GIVEN INSTRUCTION →
Retype all of the records below line for line, leaving out the pictures.

Object pointing dataset rows:
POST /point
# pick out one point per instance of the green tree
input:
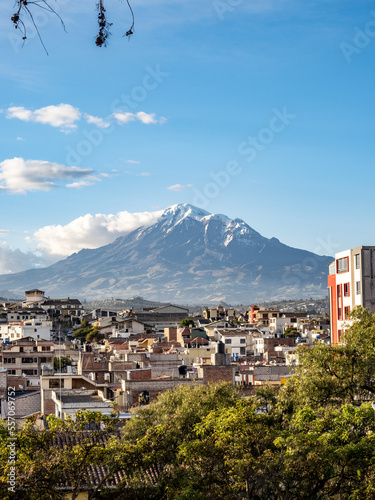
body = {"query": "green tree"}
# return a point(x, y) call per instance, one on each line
point(28, 9)
point(61, 453)
point(336, 374)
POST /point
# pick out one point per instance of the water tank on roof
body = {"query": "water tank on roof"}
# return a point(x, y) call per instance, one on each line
point(182, 370)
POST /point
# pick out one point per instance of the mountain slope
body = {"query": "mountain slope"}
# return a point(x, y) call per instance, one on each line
point(188, 255)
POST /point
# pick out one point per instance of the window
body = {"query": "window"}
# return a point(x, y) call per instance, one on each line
point(30, 372)
point(55, 384)
point(342, 265)
point(357, 261)
point(10, 361)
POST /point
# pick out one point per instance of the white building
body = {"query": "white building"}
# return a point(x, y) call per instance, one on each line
point(351, 283)
point(33, 328)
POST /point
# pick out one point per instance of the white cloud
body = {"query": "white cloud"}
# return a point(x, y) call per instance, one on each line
point(141, 174)
point(90, 231)
point(19, 176)
point(62, 115)
point(123, 117)
point(13, 261)
point(80, 184)
point(96, 120)
point(179, 187)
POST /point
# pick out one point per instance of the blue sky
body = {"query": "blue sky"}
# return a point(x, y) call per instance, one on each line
point(261, 110)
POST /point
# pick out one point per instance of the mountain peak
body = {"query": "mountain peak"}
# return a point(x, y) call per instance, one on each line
point(182, 210)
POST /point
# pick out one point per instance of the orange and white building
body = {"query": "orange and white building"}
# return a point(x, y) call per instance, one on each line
point(351, 283)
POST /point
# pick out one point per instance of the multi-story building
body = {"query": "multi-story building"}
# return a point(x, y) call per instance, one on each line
point(25, 358)
point(351, 283)
point(30, 328)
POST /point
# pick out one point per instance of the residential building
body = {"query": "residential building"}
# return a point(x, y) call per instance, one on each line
point(351, 283)
point(24, 359)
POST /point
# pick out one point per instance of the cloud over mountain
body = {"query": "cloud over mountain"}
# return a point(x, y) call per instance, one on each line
point(18, 176)
point(91, 231)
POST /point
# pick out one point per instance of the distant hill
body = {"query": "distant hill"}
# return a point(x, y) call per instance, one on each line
point(187, 256)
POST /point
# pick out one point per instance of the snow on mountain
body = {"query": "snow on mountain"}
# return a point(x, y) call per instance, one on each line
point(187, 255)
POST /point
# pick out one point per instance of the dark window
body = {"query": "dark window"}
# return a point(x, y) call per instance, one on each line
point(342, 265)
point(30, 372)
point(357, 261)
point(55, 384)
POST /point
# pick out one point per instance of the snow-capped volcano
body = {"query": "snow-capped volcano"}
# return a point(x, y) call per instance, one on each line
point(187, 255)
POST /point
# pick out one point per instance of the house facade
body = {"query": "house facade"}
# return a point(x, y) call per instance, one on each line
point(350, 284)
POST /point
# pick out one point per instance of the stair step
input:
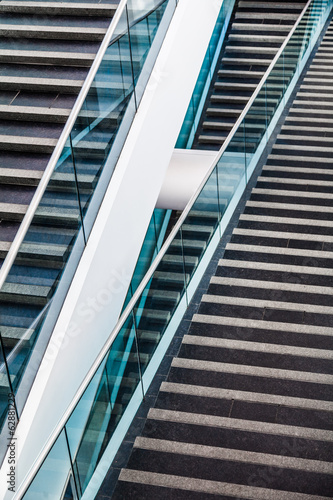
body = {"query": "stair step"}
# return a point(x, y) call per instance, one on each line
point(271, 5)
point(56, 8)
point(11, 334)
point(256, 38)
point(12, 112)
point(261, 347)
point(289, 236)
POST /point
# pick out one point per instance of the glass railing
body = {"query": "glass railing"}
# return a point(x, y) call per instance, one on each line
point(65, 205)
point(119, 379)
point(152, 244)
point(200, 92)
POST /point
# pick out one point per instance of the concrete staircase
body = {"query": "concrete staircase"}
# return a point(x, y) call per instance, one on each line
point(246, 410)
point(257, 30)
point(46, 50)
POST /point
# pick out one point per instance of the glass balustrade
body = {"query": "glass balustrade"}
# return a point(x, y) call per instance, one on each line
point(62, 219)
point(93, 421)
point(199, 95)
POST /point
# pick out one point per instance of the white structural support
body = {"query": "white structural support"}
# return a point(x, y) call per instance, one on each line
point(187, 169)
point(97, 292)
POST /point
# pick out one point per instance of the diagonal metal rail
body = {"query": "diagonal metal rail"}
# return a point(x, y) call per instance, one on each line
point(62, 422)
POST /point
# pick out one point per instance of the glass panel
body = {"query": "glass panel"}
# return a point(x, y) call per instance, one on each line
point(27, 293)
point(6, 397)
point(143, 18)
point(200, 225)
point(256, 120)
point(231, 168)
point(157, 303)
point(193, 114)
point(51, 480)
point(101, 407)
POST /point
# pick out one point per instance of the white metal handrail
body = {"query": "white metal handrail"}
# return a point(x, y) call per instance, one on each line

RESPONSE TO THE EXERCISE →
POST /point
# pick out one point per instance of the green tree
input:
body = {"query": "green tree"}
# return a point(x, y) call per instance, one on each line
point(28, 9)
point(61, 453)
point(336, 374)
POST /point
# pick out one point per instance of the water tank on roof
body = {"query": "water tank on roof"}
# return a point(x, y) call per instance, one on each line
point(182, 370)
POST /point
# pick out one point per instance of the mountain slope
body = {"query": "mountain slope"}
# return a point(x, y) call per instance, one on each line
point(188, 255)
POST /point
# pick out one point per instance of the window
body = {"query": "window"}
# return a point(x, y) call per instance, one on each line
point(30, 372)
point(55, 384)
point(342, 265)
point(357, 261)
point(10, 361)
POST /point
# pick out one point per instance of the white building
body = {"query": "white building"}
# return a point(x, y) call per instance, one on each line
point(351, 283)
point(33, 328)
POST /point
# pick out one point per instance of the white cloud
body = {"query": "white cloud"}
# return a point(x, y) call per instance, one on each line
point(141, 174)
point(90, 231)
point(19, 176)
point(62, 115)
point(123, 117)
point(13, 261)
point(80, 184)
point(96, 120)
point(179, 187)
POST /point
# pick out one point per instance of the blue sky
body = {"query": "blue sky"}
# return a point(x, y) call per instance, one on each line
point(261, 110)
POST /point
# pick out one point per instance of the mountain peak
body = {"query": "mountain peak"}
# return a point(x, y) call per instance, one on each line
point(182, 210)
POST /point
# pick out one point per instance of the orange and white building
body = {"query": "orange and white building"}
# return a point(x, y) call per instance, one on each line
point(351, 283)
POST /point
# pick out one point per instance of the multi-story building
body = {"query": "multi-story building"}
# return a point(x, y) call per instance, one on each line
point(25, 358)
point(351, 283)
point(30, 328)
POST /point
# pick out one point per instance of the residential building
body = {"query": "residential building"}
# return a point(x, y) call per instance, one on each line
point(351, 283)
point(24, 359)
POST /point
# pick out one point per instance of the cloud over mountain
body = {"query": "cloud over mountain"}
# return a point(x, y) call per instance, one on each line
point(18, 176)
point(91, 231)
POST /point
# pick out one point per instance of the distant hill
body = {"query": "distant hill"}
# return a point(x, y) call per instance, one on each line
point(187, 256)
POST /point
# pick out one point per instance of the snow on mountain
body = {"query": "snow on mountain"}
# return a point(x, y) call per instance, one on each line
point(187, 255)
POST /point
# pick out one point per instance of the dark window
body = {"query": "dark window"}
# return a point(x, y) call per instance, one on each line
point(342, 265)
point(30, 372)
point(357, 261)
point(55, 384)
POST /point
# pick out one point per instance of the snow-capped volcano
body = {"query": "snow-capped volcano"}
# return a point(x, y) call per instance, one on each line
point(187, 255)
POST /point
# pick out one point per instance of the house facade
body = {"query": "house facade"}
# return a point(x, y) call per instance, one on each line
point(350, 284)
POST /point
# pick out one point per instance of the stair step
input:
body = {"query": "stair step"}
# return a point(x, y) call per instance, one on each line
point(271, 5)
point(56, 8)
point(11, 334)
point(256, 38)
point(12, 112)
point(261, 347)
point(289, 236)
POST /point
# pick out one point per instance of the glass railing
body = {"query": "glass railing"}
# return a point(x, y) call per instance, one on each line
point(65, 205)
point(119, 379)
point(152, 244)
point(200, 92)
POST /point
# pick out one point per instance of the concrete staircase
body = {"query": "concrete staircase"}
# return a point(x, y) call per instance, one on each line
point(246, 410)
point(257, 30)
point(46, 50)
POST /point
# pick out one point per instance of the glass balustrade
body = {"query": "glass balustrade"}
# return a point(x, y) call per instance, one on each line
point(62, 219)
point(93, 421)
point(199, 95)
POST /point
# pick out one point per instance of the white structural support
body = {"query": "white structural support"}
# return a point(x, y) call per instance, one on each line
point(187, 169)
point(97, 292)
POST /point
# pick out one point per instance of the diagonal metal rail
body = {"query": "diagonal metal rail"}
# return a point(x, y) call per instance, one on each line
point(62, 422)
POST /point
# pick out one point per instance of the glass panel
body = {"query": "glass panel"}
# return a point(x, y) call per instance, one on each line
point(27, 293)
point(6, 397)
point(143, 18)
point(200, 225)
point(256, 120)
point(231, 168)
point(157, 303)
point(193, 114)
point(51, 480)
point(101, 407)
POST /point
# pick out one point per instance of the white metal handrail
body = {"query": "white metal handrail"}
# return a point(x, y) call per instance, one on each line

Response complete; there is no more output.